### EXERCISE AIM
A word-for-word copy of the entries, with the images left out, is what you should write.

Recorded data:
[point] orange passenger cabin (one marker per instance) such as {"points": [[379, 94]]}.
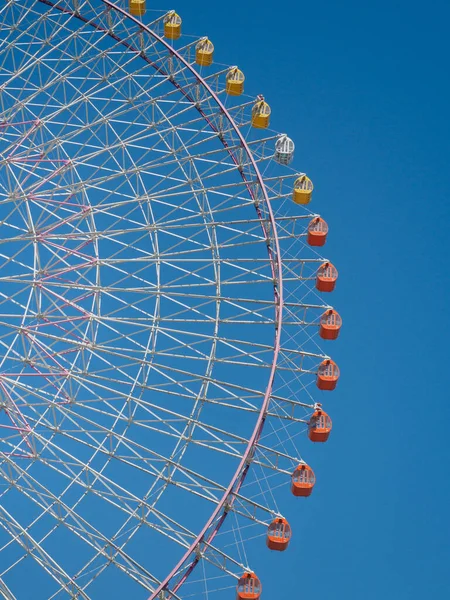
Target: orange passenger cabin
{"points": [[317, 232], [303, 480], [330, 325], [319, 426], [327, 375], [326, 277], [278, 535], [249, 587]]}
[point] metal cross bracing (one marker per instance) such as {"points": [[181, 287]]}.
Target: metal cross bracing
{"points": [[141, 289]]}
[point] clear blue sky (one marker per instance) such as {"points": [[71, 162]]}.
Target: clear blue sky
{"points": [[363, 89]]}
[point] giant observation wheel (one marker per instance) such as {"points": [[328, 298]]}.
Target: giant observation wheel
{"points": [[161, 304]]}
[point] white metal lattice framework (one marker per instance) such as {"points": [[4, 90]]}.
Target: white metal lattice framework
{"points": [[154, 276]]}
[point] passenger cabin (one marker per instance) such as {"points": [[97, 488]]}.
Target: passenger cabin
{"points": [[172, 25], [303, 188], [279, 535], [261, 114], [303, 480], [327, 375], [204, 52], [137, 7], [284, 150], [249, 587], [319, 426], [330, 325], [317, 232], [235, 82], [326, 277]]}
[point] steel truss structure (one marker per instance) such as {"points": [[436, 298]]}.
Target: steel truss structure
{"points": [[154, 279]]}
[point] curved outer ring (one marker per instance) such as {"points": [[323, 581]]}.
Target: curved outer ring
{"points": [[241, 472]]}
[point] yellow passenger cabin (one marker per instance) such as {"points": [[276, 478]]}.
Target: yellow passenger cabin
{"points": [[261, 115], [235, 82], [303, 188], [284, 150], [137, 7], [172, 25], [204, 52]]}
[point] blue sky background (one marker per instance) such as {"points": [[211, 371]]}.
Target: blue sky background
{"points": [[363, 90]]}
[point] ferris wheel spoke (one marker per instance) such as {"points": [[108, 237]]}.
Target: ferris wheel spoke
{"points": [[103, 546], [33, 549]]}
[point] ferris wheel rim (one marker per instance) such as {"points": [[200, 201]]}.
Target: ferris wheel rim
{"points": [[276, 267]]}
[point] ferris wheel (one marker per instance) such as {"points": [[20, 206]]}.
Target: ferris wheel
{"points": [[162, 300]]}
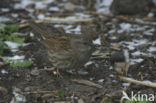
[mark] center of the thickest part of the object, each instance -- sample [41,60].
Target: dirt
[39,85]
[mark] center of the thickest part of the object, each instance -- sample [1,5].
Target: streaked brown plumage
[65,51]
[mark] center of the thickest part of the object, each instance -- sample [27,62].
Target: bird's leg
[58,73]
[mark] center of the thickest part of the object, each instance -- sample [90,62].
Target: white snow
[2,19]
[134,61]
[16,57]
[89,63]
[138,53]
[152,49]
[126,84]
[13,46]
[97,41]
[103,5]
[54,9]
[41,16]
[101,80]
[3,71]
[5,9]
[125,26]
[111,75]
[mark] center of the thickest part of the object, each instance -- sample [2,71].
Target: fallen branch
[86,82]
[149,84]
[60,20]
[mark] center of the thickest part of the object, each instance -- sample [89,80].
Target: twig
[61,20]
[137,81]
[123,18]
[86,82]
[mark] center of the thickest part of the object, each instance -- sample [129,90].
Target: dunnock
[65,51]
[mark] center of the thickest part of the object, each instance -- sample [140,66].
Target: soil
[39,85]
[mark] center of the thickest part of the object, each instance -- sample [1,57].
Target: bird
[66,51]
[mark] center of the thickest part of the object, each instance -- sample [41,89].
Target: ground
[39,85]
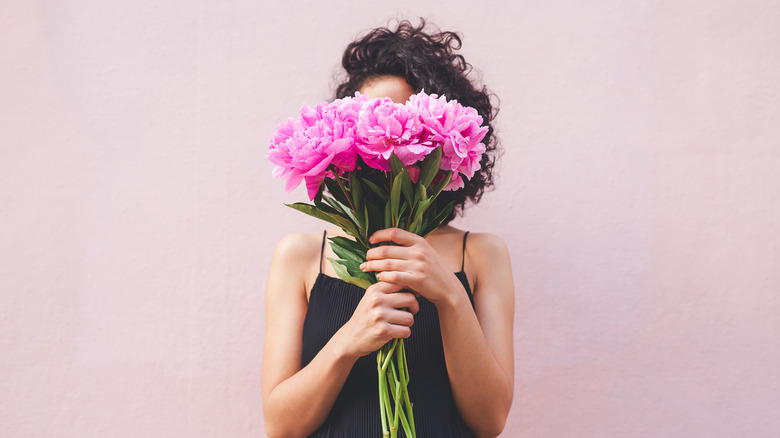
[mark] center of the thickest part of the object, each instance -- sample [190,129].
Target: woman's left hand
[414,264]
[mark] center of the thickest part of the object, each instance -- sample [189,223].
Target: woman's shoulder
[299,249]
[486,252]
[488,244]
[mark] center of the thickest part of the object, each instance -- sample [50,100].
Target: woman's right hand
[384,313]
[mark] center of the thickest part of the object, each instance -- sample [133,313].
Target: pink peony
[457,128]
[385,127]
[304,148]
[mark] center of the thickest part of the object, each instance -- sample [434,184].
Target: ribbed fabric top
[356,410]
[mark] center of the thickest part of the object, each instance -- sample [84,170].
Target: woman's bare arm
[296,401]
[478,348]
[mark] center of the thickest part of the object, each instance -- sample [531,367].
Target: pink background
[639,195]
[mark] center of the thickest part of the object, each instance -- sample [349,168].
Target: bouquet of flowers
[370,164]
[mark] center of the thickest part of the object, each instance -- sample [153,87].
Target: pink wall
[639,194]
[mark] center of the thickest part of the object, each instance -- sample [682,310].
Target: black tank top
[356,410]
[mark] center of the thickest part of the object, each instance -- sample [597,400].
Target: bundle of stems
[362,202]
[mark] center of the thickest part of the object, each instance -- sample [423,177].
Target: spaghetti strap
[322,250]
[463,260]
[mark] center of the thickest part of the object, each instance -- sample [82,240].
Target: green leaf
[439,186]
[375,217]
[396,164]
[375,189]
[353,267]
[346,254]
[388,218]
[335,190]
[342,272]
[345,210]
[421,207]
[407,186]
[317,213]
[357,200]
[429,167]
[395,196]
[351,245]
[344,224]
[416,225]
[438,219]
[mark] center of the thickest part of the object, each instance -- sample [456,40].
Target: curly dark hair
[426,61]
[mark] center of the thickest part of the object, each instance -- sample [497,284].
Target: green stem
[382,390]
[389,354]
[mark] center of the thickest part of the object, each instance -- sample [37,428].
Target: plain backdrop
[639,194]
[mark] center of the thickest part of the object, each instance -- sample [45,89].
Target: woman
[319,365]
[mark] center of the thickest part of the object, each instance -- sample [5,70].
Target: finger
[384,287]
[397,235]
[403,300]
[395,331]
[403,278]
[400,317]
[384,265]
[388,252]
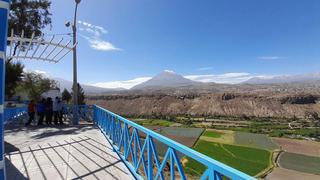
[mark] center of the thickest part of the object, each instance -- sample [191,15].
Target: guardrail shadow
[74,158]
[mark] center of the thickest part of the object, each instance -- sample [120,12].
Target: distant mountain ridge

### REPLY
[point] orange passenger cabin (one marker per instance) such as {"points": [[379, 94]]}.
Target: orange passenger cabin
{"points": [[317, 232], [303, 480], [330, 325], [319, 426], [327, 375], [326, 277], [278, 535], [249, 587]]}
[point] metal cross bracing (one marker per instance) such as {"points": [[181, 287]]}.
Target: metal cross bracing
{"points": [[141, 289]]}
[point] clear blue sky (one marker per instance) such as {"points": [[71, 162]]}.
Target: clear blue sky
{"points": [[363, 89]]}
[point] giant observation wheel (one marker per instance) such as {"points": [[328, 298]]}.
Target: giant observation wheel
{"points": [[161, 304]]}
[point] white metal lattice framework (one marker per instance) such as {"points": [[4, 90]]}.
Target: white metal lattice framework
{"points": [[154, 276]]}
[point] passenger cabin (one marker per instance) such as {"points": [[97, 488]]}.
Target: passenger cabin
{"points": [[172, 25], [303, 188], [279, 535], [261, 114], [303, 480], [327, 375], [204, 52], [137, 7], [284, 150], [249, 587], [319, 426], [330, 325], [317, 232], [235, 82], [326, 277]]}
[point] steel truss structure (one marker per instance) such as {"points": [[436, 298]]}.
Target: steel truss structure
{"points": [[154, 279]]}
[point] curved outer ring (one marker per instance) such as {"points": [[323, 581]]}.
Target: curved outer ring
{"points": [[241, 472]]}
[point] yellow passenger cabin (one marker per instance) such as {"points": [[276, 478]]}.
Target: yellow passenger cabin
{"points": [[261, 115], [235, 82], [303, 188], [284, 150], [137, 7], [172, 25], [204, 52]]}
[point] blue sky background (one marker per instance) such as {"points": [[211, 371]]}.
Target: blue sky background
{"points": [[363, 90]]}
[point] ferris wheel spoke (one marker per instance) such as {"points": [[108, 237]]}.
Target: ferris wheel spoke
{"points": [[103, 546], [33, 549]]}
[point] ferris wheel rim (one marker per instance) such as {"points": [[200, 201]]}.
Target: ferris wheel rim
{"points": [[276, 267]]}
[point] ferris wheel (one marker per instance) such as {"points": [[20, 206]]}.
Target: ferris wheel
{"points": [[162, 300]]}
[mark] center of the thickest part of the object, each instance -- sample [41,60].
Target: dirt
[39,85]
[mark] center of the thickest part of the object, each instance -- sample [1,5].
Target: streaked brown plumage
[65,51]
[mark] center of the thickest part of the object, each instance -- sample [27,62].
Target: bird's leg
[58,73]
[mark] center of the thickest part of the object, each instance -- sample [90,62].
Target: white snow
[2,19]
[134,61]
[16,57]
[89,63]
[138,53]
[152,49]
[126,84]
[13,46]
[97,41]
[103,5]
[54,9]
[41,16]
[101,80]
[3,71]
[5,9]
[125,26]
[111,75]
[mark] center of the thickest part of the object, each instance -- sample [2,71].
Target: fallen branch
[86,82]
[149,84]
[60,20]
[mark] center of the thickest part of the object, each instance -- sample [89,80].
Target: twig
[61,20]
[137,81]
[123,18]
[86,82]
[mark] center of the thickest part of the object, each instance -- sample [129,90].
Target: dunnock
[65,51]
[mark] center of the thickest part of the object, each instance -- sample [140,66].
Target: soil
[39,85]
[mark] center of the thickest part of the object, each instance -- sample [1,57].
Target: bird
[66,51]
[mark] center of the thickest part of the object, each instance -- sample [41,89].
Target: ground
[39,85]
[mark] center of the thickest part of the object, each instance -- sample [190,129].
Target: woman's left hand
[414,264]
[mark] center of the thickest part of the object, each instance -- sample [189,223].
Target: woman's shoulder
[299,249]
[486,252]
[488,244]
[mark] center of the thickest part of the object, each instance -- sample [50,100].
Target: woman's right hand
[384,313]
[mark] center of the thickest part of the object, each instance -- sample [133,313].
Target: pink peony
[457,128]
[385,127]
[304,148]
[mark] center of the thickest part of the object, each instance -- sample [434,184].
Target: ribbed fabric top
[356,410]
[mark] center of the thickest part of the object, each instance -- sample [84,170].
Target: woman's bare arm
[296,401]
[478,348]
[mark] center of the thickest part of the object, each instance -- sample [531,367].
Target: pink background
[639,195]
[mark] center of the thickest part of the object, each instance -- sample [349,168].
Target: bouquet of flowers
[370,164]
[mark] center of the thickest part of the object, each instance -- sample [153,87].
Target: pink wall
[639,194]
[mark] center of the thickest part of the object, each instance -- sample [682,310].
Target: black tank top
[356,410]
[mark] center of the thickest part of the object, each instance -- sample [597,400].
Target: bundle of stems
[362,202]
[mark] center of the thickest part of the object, each instance -- sample [423,177].
Target: spaghetti strap
[322,250]
[463,260]
[mark] center of the thickest part of the object, each instance -- sample [82,240].
Target: green leaf
[439,186]
[375,217]
[396,164]
[375,189]
[353,267]
[346,254]
[388,218]
[335,190]
[342,272]
[345,210]
[421,207]
[407,186]
[317,213]
[357,200]
[429,167]
[395,196]
[351,245]
[344,224]
[416,225]
[438,219]
[mark] center of the thickest part of the object, each instance -- sample [456,40].
Target: curly dark hair
[426,61]
[mark] center of the thickest part of the object, each instance -- sample [497,284].
Target: green stem
[382,390]
[389,354]
[mark] center of the thickest part of the object, each instance -- sample [37,428].
Target: plain backdrop
[639,194]
[mark] center of the thickest part of the object, each instance -- sample [45,89].
Target: woman
[319,365]
[mark] center of the thickest part of the object, each instance -- sample [5,70].
Target: finger
[384,287]
[397,235]
[403,300]
[395,331]
[403,278]
[400,317]
[384,265]
[388,252]
[mark] center of the thickest part of the object, each instance -- sample [191,15].
Target: guardrail shadow
[74,158]
[mark] center of the thickest part of the object, each instance -- sample [120,12].
Target: distant mountain ridge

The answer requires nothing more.